**The task:**
Show each line of the material below that contains the word "query", copying every such line in full.

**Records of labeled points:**
* * *

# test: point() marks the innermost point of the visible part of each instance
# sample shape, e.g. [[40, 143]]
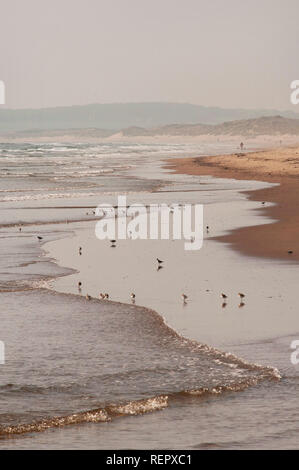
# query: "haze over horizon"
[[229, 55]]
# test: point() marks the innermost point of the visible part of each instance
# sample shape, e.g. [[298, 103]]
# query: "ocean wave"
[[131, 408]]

* * *

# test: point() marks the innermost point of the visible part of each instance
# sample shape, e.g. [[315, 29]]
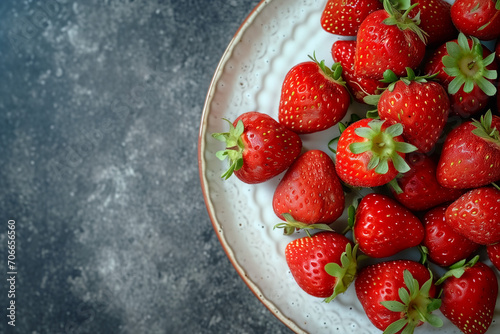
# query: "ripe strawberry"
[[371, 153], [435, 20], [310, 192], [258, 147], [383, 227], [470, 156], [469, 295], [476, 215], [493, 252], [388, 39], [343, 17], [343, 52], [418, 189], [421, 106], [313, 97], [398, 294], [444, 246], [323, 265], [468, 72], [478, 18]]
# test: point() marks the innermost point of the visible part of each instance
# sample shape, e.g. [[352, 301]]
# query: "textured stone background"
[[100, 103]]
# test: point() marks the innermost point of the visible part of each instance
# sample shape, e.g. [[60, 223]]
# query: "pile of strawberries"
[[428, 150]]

* * *

**The completed task:**
# query: "haze over horizon"
# query: "ocean wave"
# query: "ripe strawberry"
# query: "textured stone background"
# query: "pile of strawberries"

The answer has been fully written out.